• _Request_:
Restate each of the lines below word for word and drop every picture.

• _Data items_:
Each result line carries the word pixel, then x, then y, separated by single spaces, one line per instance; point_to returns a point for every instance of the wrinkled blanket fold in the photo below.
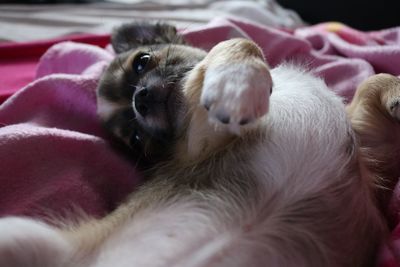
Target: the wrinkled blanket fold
pixel 55 156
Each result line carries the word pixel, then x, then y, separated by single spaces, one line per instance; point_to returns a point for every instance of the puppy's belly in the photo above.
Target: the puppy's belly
pixel 303 155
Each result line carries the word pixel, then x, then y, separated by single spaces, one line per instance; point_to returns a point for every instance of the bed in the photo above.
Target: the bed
pixel 56 159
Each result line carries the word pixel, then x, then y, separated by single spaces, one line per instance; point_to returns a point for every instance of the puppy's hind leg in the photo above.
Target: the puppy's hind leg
pixel 375 116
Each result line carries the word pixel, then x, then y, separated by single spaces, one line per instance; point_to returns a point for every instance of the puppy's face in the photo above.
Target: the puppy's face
pixel 140 96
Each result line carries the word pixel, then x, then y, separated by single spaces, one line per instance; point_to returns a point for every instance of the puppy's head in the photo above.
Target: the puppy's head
pixel 140 96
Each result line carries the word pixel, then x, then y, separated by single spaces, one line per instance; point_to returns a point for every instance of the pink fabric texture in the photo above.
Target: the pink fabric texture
pixel 54 154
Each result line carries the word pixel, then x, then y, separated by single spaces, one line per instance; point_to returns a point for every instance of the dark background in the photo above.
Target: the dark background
pixel 359 14
pixel 362 15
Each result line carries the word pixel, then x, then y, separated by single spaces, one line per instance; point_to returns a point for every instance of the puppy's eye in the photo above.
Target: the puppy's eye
pixel 140 62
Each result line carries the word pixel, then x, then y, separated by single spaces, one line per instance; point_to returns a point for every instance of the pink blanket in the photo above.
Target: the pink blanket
pixel 55 158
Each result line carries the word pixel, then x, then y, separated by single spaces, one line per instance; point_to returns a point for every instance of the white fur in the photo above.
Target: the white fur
pixel 239 91
pixel 28 243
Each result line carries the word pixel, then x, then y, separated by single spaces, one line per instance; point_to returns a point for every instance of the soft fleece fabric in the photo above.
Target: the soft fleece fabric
pixel 55 157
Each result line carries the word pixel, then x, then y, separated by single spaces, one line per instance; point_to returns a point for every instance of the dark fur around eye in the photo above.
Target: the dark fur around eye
pixel 140 62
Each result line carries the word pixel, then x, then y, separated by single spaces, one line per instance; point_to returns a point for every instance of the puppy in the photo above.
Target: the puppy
pixel 375 113
pixel 236 176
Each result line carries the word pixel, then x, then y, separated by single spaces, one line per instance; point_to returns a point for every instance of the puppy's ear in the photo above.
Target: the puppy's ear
pixel 131 35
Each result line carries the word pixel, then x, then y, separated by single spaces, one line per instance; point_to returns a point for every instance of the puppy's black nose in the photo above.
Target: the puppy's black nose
pixel 142 101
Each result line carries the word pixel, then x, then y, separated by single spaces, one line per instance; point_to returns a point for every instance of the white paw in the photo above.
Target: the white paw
pixel 237 94
pixel 28 243
pixel 394 108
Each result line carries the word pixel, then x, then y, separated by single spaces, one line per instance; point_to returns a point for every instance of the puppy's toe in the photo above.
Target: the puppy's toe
pixel 237 94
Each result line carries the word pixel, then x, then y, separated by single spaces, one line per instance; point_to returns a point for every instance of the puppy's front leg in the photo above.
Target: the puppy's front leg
pixel 229 91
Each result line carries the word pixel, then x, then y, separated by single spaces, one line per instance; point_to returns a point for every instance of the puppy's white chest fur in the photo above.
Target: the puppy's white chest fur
pixel 286 192
pixel 300 153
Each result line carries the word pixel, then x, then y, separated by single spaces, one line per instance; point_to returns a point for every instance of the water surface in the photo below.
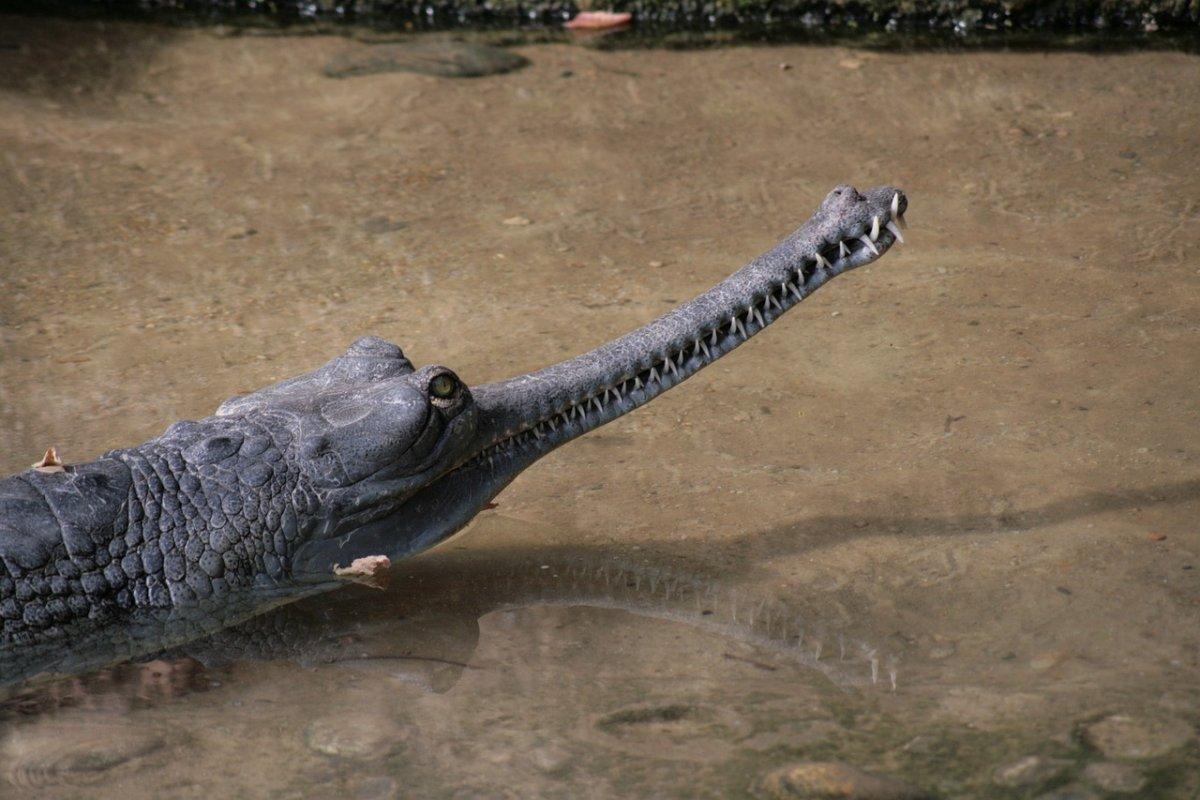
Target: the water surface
pixel 972 464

• _Output of the exercise_:
Each result line carries the word pixel, then x, then y, separated by single spaces, one line per instance; point_to returns a point for every instance of the wrinkled blanket fold in the photo below.
Target: the wrinkled blanket fold
pixel 55 156
Each result line carries the word pixel, then x, then y, separated by single spaces, one line per instance; point_to returns a point for every instance of the puppy's belly in the photo above.
Target: the puppy's belly
pixel 303 155
Each result line carries the word pixel, then x, then y, separated by single spaces, one line per instance; point_to returns a point for every instance of the bed in the photo above.
Target: the bed
pixel 56 159
Each result line carries the word pixel, then x, then y, separated by single spaces, one line per instance; point_to returns a point for every instance of the puppy's hind leg in the photo above.
Target: the puppy's hind leg
pixel 375 116
Each result line carries the word pixel, then x, then y, separated by single spaces, one line per instance; point_to returns a point for every instance of the puppy's face in the photo above.
Target: the puppy's face
pixel 140 96
Each result line carries the word pixel, then x, then y, separated by single spaces, one line per instance; point_to returns a point for every instance of the puppy's head in the photo above.
Target: the puppy's head
pixel 140 96
Each result line carries the word pixel, then x, then y, separated by single spaces, one line per instance; point_to returns a point for every instance of the pink fabric texture in the photo above.
Target: the pink fabric texture
pixel 54 154
Each result line carries the word pixel, then x, then y, separated by single spaces, one line per instance; point_to returns a point for every instance of the dark background in the photo above.
Target: the dark background
pixel 359 14
pixel 362 15
Each result line carries the word pixel, then x, then y, separated by single spaces, one line per instance; point_to returns a point for every instance of the puppy's eye in the photo above.
Target: the puppy's eye
pixel 140 62
Each result line carries the word pixel, then x, then y, separated by single spaces, one line per instance; point_to returns a point for every instance of the pink blanket in the photo above.
Target: the pink blanket
pixel 55 158
Each result line carries the word pixel, then x, then y, separated by single spaces, one line per instance; point_to returns a point for every instance of the white fur in the photo above.
Target: the white fur
pixel 239 91
pixel 28 243
Each result line carries the word pixel, then x, then y, separated by single spaces, one line per instance; point_to returns a point for every instance of the soft fleece fabric in the photo above.
Target: the soft fleece fabric
pixel 55 157
Each result line carries the word pixel, then x, then y, separated by single spaces, one line per instance; point_to returns a point for every instance of the dark fur around eye in the photo above.
Target: the dark fur around eye
pixel 140 62
Each result line carries the word pixel, then x, then y, separated by single spaces, one line per instance; point_to returns a point for every instance of the puppy in the photo above.
Target: the puppy
pixel 375 113
pixel 236 176
Each result line carries the word pixel, then x, then y, separated by single spaces, one line per instance; point_to returns a point for every instance of the puppy's ear in the photo above.
Target: the puppy's ear
pixel 131 35
Each result line carries the word pixel, then x, then y, separated by single spaces, one line per instance; point_to returns a point for every instance of the puppy's black nose in the photo above.
Target: the puppy's black nose
pixel 142 101
Each result line carries the word pixel, then x, then y, separated by single spaces, one line per instance; point_to returns a point for every instance of the white paw in the photo above.
Target: the white paw
pixel 237 94
pixel 28 243
pixel 394 108
Each result line carries the word pixel, then x, then y, separated by single spaces, one line per instance; point_to returns a point for every instance of the puppy's toe in the photo above.
Target: the puppy's toe
pixel 237 94
Each result line carries the word pixel, then x, then y, separated by single spaces, one line per instance; point_to returns a point for every instance of the puppy's front leg in the photo above.
Target: the puppy's front leg
pixel 229 91
Each result line carries the word pixel, then x, then y, separated by single spaces, one line per instance; point_to returns a point for every instance of the puppy's white chest fur in the photo above.
Target: the puppy's white chest fur
pixel 286 192
pixel 300 153
Each result line carries the word pixel, then x, then y, separated by single spaces, one line per instance; point_to returns a point for every instance of the water surface in the photo below.
Target: the water surface
pixel 972 464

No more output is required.